— CONSIGNE —
Répondez, s'il vous plaît, à ces questions sur le texte consacré à l'épidémie de méningite de 1974 au Brésil.
(a) En quelle année Lapeyssonnie a-t-il décrit la « ceinture de la méningite en Afrique » ?
(b) Où se trouvaient les moyens de production que Mérieux a consacrés à la fabrication du vaccin ?
(c) Combien d'habitants de São Paulo ont été vaccinés en cinq jours ?

— EXTRAIT AFFICHÉ —

Cette histoire n’a rien à voir avec l’actuelle pandémie de Covid-19 mais il y est pourtant question d’une lutte acharnée au dénouement extraordinaire, fruit d’un concours de circonstances.

En 1974, une épidémie foudroyante de méningite cérébrospinale frappe le Brésil. 4000 morts à São Paulo en quelques jours. Etrangement, la souche est de type A, de type africain. Elle est bien connue d’un médecin militaire français, grand épidémiologiste, coureur de brousse et pourfendeur de bureaucrates, Léon Lapeyssonnie (1915-2001). Fervent adepte du docteur Eugène Jamot (1876-1937), médecin colonial, vainqueur de la maladie du sommeil (Trypanosomiase) en Afrique Occidentale, Lapeyssonnie consacrera sa vie à la lutte contre la méningite, le choléra et la « trypano ».

C’est lui qui, en 1963, décrira scientifiquement sur le terrain : la « ceinture de la méningite en Afrique».

A Lyon, le médecin pasteurien et industriel français, Charles Mérieux (1907-2001) se laisse convaincre par Lapeyssonnie de la nécessité de créer un vaccin. En quelques années, c’est chose faite. Les flambées épidémiques commencent à être circonscrites, particulièrement celles en lien avec les traditionnelles périodes de pèlerinages vers La Mecque. C’est dans ce contexte que surgit en 1974 au Brésil une épidémie de méningite de souche africaine.

90 millions de Brésiliens en six mois !

Seul l’Institut Mérieux dispose du vaccin, inventé quelques années auparavant pour protéger les populations vivant dans la « ceinture Lapeyssonnie ». Mérieux décide alors de consacrer tous ses moyens de production de Marcy l’Etoile près de Lyon à la fabrication du vaccin. Ceux-ci fonctionneront jour et nuit. Un pont aérien est établi entre Lyon et les différentes villes brésiliennes. Aux autorités sanitaires du pays d’assurer la vaccination de toute la population, jusque sur les trottoirs s’il le faut grâce au Pedojet, pistolet hydraulique injecteur sans aiguille américain (*).

Dix millions d’habitants de São Paulo sont vaccinés en cinq jours, 90 millions de Brésiliens en six mois ! L’épidémie est cassée.

— ENTRÉES DE DONNÉES —
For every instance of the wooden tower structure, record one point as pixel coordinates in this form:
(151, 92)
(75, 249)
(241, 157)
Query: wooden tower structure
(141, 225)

— RÉSULTAT —
(a) En 1963.
(b) À Marcy l'Etoile, près de Lyon.
(c) Dix millions.